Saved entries
━━━━━━━━━━━━━━━━━━━━━━━━━━━━━━

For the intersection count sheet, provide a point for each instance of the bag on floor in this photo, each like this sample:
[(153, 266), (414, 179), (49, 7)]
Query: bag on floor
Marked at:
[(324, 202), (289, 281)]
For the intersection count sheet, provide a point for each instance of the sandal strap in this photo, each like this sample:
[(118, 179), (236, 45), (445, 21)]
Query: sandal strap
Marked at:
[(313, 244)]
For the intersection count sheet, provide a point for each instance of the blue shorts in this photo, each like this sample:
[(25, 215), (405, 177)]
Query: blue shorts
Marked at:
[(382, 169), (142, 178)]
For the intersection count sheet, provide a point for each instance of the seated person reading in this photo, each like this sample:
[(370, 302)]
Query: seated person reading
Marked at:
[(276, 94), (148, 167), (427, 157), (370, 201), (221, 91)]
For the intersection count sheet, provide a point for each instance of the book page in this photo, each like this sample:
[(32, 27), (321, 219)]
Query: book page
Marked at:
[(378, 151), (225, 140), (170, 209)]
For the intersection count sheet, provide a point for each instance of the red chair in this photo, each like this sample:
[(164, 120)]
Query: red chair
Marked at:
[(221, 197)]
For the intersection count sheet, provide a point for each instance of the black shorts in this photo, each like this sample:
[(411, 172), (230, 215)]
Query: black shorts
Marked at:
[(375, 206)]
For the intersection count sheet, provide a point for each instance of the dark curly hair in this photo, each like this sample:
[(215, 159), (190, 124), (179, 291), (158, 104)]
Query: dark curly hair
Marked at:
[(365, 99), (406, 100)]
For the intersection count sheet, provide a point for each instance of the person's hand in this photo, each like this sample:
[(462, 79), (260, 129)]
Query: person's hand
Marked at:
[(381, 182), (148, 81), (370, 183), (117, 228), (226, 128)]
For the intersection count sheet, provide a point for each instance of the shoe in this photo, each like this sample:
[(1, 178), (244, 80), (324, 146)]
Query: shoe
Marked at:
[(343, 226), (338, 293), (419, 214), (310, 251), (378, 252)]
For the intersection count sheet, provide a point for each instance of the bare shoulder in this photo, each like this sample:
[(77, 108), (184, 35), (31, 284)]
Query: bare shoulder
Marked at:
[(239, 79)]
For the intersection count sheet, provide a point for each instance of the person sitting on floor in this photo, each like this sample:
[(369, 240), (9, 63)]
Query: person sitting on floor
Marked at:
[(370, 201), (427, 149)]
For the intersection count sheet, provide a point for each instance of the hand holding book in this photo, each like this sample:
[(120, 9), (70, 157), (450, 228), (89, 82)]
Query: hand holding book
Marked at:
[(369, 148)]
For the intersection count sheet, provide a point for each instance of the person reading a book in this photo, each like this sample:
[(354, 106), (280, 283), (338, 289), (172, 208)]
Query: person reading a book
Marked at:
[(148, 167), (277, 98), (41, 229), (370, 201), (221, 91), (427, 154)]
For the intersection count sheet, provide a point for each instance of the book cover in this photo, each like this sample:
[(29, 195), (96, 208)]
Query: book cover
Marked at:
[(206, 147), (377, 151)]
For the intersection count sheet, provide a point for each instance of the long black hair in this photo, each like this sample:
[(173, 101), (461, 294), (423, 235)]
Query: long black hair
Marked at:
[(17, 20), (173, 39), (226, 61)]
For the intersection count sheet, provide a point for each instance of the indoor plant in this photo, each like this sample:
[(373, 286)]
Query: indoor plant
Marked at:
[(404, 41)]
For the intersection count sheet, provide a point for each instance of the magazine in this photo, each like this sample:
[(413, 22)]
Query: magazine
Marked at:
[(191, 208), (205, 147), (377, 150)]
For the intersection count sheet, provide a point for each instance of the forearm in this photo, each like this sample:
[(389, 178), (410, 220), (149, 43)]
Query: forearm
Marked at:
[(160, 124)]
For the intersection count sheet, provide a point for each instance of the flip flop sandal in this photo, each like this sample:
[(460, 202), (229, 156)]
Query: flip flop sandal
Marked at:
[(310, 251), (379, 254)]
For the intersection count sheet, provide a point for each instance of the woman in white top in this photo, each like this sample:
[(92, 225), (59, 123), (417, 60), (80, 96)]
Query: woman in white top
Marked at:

━━━━━━━━━━━━━━━━━━━━━━━━━━━━━━

[Task directions] Reproduce every line of the saved entries above word for word.

[Task response]
For the intersection count sheet, provide a point for each instance of the bag on floor in this photo, each like this sample:
[(153, 266), (414, 179), (49, 7)]
Query: bag on floor
Marked at:
[(324, 202), (289, 281)]
For the intersection count sheet, provide a point for each instance of the sandal strap in this photo, each like this sample:
[(118, 179), (236, 45), (445, 21)]
Query: sandal strap
Marked at:
[(313, 244)]
For the intersection count sheet, provide a point for each instance of the blue shorts in this photo, each like this sample:
[(25, 215), (405, 177)]
Query: blue shorts
Marked at:
[(382, 169), (142, 178)]
For the intersection count sheet, provide a point for each instance of the seated person reading in this photo, each like this sample:
[(370, 302)]
Query: seated person reading
Marked at:
[(276, 94), (148, 167), (427, 157), (370, 201), (221, 91)]
For the intersection count sheet, provide a point for each instance of the book page in this photo, each like this sample:
[(32, 27), (321, 219)]
Query: book page
Marked at:
[(378, 151), (225, 140), (170, 209)]
For the intersection count sheet, provide a point for each instance of the red chair in this photo, each like this sample:
[(164, 120)]
Query: red chair
Marked at:
[(221, 197)]
For the intersection count sheet, provide a point for each instance of the black shorts in this photo, each like this sample:
[(411, 172), (230, 215)]
Query: black shorts
Marked at:
[(375, 206)]
For the intersection count sheet, provide a point for each instance of the dark curly hair in this photo, each like this sample:
[(215, 159), (190, 124), (179, 291), (158, 104)]
Query: dark curly hair
Marked at:
[(365, 99), (406, 100)]
For the intersection count sheet, provide a point for each instance of the person's hand in this photo, each like this sample:
[(462, 79), (260, 129)]
Query: person's hand
Marked at:
[(381, 182), (148, 81), (370, 183), (117, 228), (226, 128)]
For the intersection count sheet, provide a point for each instance of the shoe in this photo, each like this sample:
[(1, 178), (244, 80), (324, 146)]
Query: shoe
Marked at:
[(343, 226), (338, 293), (419, 214), (310, 251), (378, 252)]
For the intersection count sheet, provide a point for each instance of the bare shoulder in this photo, each like this sample:
[(77, 108), (184, 35), (31, 284)]
Query: bare shoulder
Marked at:
[(239, 79)]
For the intersection count sheet, provide a point for each instance of the person sitting on floor in this photo, each like this sample:
[(369, 240), (9, 63)]
Query: person sitting on floor
Marked at:
[(370, 201), (427, 149)]
For the intersection count sheet, provide a point for each instance of the hand holding book in this photo, each like this sample:
[(120, 9), (70, 157), (450, 228), (89, 82)]
Query: hand holding book
Marked at:
[(369, 148)]
For the intersection count sheet, provide a point for each instance of the person reading a book in this photo, each like this sample:
[(354, 106), (280, 283), (338, 289), (172, 208)]
Query: person reading a book
Marked at:
[(148, 167), (277, 98), (41, 229), (370, 201), (221, 91), (427, 154)]
For the intersection count sheet, provide a point for each instance of the book cover in this photo, each like this sample:
[(29, 195), (96, 208)]
Query: book cover
Marked at:
[(206, 147), (377, 151)]
For the intersection count sheet, provide a point for each instance of the long black hair in this photo, each like this sample:
[(173, 101), (461, 294), (423, 235)]
Query: long black hair
Marked at:
[(17, 20), (173, 39), (226, 61)]
For the intersection count sheet, provide a point for each instance of the indoor plant in this photo, each like this sample:
[(373, 286)]
Query: indoor plant
Marked at:
[(404, 41)]
For the intersection count sheet, provide a point for each instance of the magazine in this photo, each like this sample:
[(413, 22)]
Query: magazine
Marked at:
[(191, 208), (205, 147), (377, 150)]
For the intersection count sheet, provide a point for each instance of the forearm in this photo, each like this sample:
[(389, 178), (410, 220), (149, 43)]
Query: forearm
Marked at:
[(160, 124)]
For the intersection count sheet, provide a point for each instance of the flip flop sandal in this photo, each like this sample:
[(460, 202), (229, 156)]
Query: flip flop sandal
Marked at:
[(310, 251), (379, 254)]
For the intersection count sheet, provide a point for each instance of the woman in white top in this photo, each like this sample:
[(92, 225), (59, 123), (417, 60), (80, 96)]
Query: woman in white top
Marked at:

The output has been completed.